:: Set task ::
Reproduce each of the following lines verbatim, keeping every character, bracket, and line break unchanged.
=== Data provided ===
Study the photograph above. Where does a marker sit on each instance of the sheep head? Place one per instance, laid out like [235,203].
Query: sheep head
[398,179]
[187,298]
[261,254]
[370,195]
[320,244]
===
:: Result of the task ::
Study the photograph above. Where does a marker sit on each instance of the sheep head? Place one per instance, laid out like [235,203].
Query: sheep head
[398,179]
[187,298]
[261,254]
[370,195]
[320,244]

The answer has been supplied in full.